Box annotations for photos:
--- start ---
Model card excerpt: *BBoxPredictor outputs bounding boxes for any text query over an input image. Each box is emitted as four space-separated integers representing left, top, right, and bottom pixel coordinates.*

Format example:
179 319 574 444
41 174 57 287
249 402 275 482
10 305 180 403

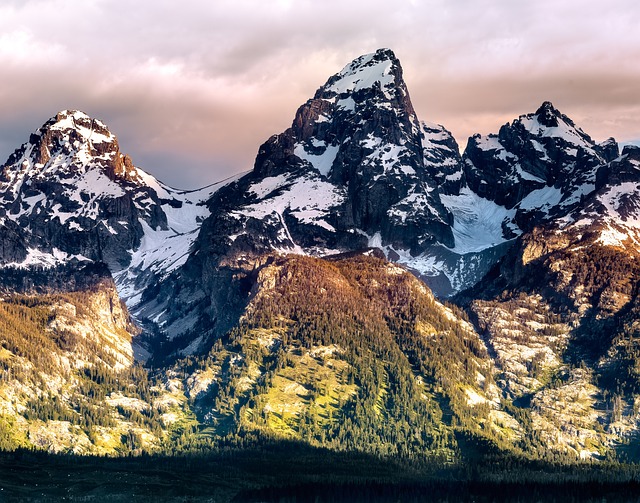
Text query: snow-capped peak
49 110 116 143
326 49 399 94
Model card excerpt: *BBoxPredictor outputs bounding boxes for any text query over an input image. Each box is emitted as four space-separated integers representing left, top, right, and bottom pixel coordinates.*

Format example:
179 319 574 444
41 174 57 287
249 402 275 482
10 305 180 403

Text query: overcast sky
0 0 640 188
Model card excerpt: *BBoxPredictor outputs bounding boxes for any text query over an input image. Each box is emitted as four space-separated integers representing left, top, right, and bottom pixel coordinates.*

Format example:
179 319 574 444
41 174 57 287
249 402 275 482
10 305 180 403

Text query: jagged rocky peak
248 49 453 252
464 101 618 227
0 110 141 193
535 101 561 127
0 110 186 270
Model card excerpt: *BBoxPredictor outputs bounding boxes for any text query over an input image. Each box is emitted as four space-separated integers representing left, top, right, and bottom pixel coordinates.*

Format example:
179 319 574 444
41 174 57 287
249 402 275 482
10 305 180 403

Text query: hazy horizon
0 0 640 188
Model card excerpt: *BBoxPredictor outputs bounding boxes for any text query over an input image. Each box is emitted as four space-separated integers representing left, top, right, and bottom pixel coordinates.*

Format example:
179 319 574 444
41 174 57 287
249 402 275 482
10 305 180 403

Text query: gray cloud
0 0 640 187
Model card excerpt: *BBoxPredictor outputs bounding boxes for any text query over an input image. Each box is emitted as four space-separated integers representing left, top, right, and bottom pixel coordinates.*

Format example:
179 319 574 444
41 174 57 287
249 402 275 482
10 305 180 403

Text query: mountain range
0 49 640 462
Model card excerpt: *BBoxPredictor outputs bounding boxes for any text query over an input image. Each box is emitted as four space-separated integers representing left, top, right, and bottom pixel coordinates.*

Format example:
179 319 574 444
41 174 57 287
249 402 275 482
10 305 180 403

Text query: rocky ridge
0 49 640 459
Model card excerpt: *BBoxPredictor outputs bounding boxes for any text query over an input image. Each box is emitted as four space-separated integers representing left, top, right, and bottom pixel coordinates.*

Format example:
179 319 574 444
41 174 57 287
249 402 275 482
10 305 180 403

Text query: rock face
209 50 453 255
6 49 640 459
464 102 618 230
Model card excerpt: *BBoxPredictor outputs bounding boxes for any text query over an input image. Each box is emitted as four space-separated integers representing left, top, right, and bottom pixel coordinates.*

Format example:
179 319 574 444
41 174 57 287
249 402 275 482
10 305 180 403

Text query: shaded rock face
0 111 167 270
210 46 452 260
464 102 618 230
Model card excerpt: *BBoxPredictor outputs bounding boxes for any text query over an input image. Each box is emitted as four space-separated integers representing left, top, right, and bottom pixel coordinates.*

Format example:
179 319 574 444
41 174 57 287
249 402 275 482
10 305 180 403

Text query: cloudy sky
0 0 640 188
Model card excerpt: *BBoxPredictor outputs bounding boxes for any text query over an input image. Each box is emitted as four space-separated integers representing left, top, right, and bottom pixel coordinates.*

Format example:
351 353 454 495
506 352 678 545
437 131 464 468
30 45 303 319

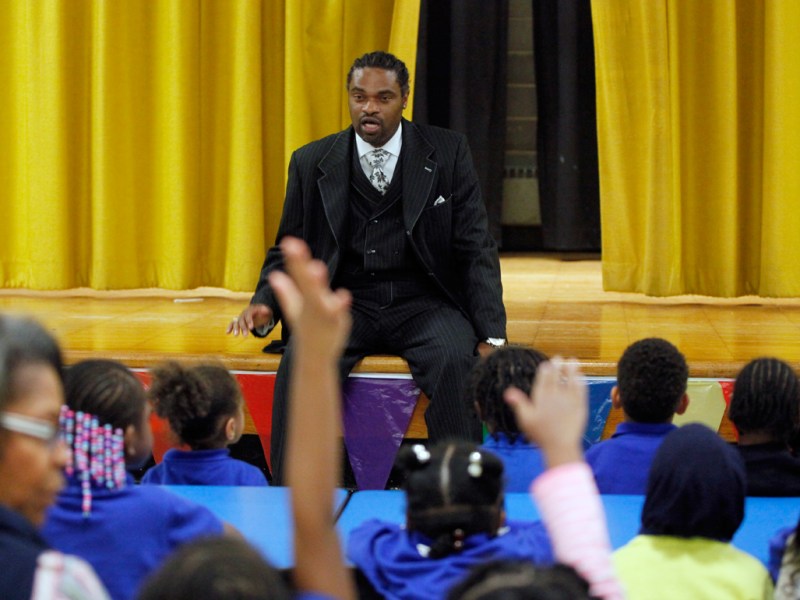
--- end ---
Locate every line in the records that contains the string "rocky" with matching case, and copy each of those lines.

Text query: jagged rocky peak
Text query: rocky ridge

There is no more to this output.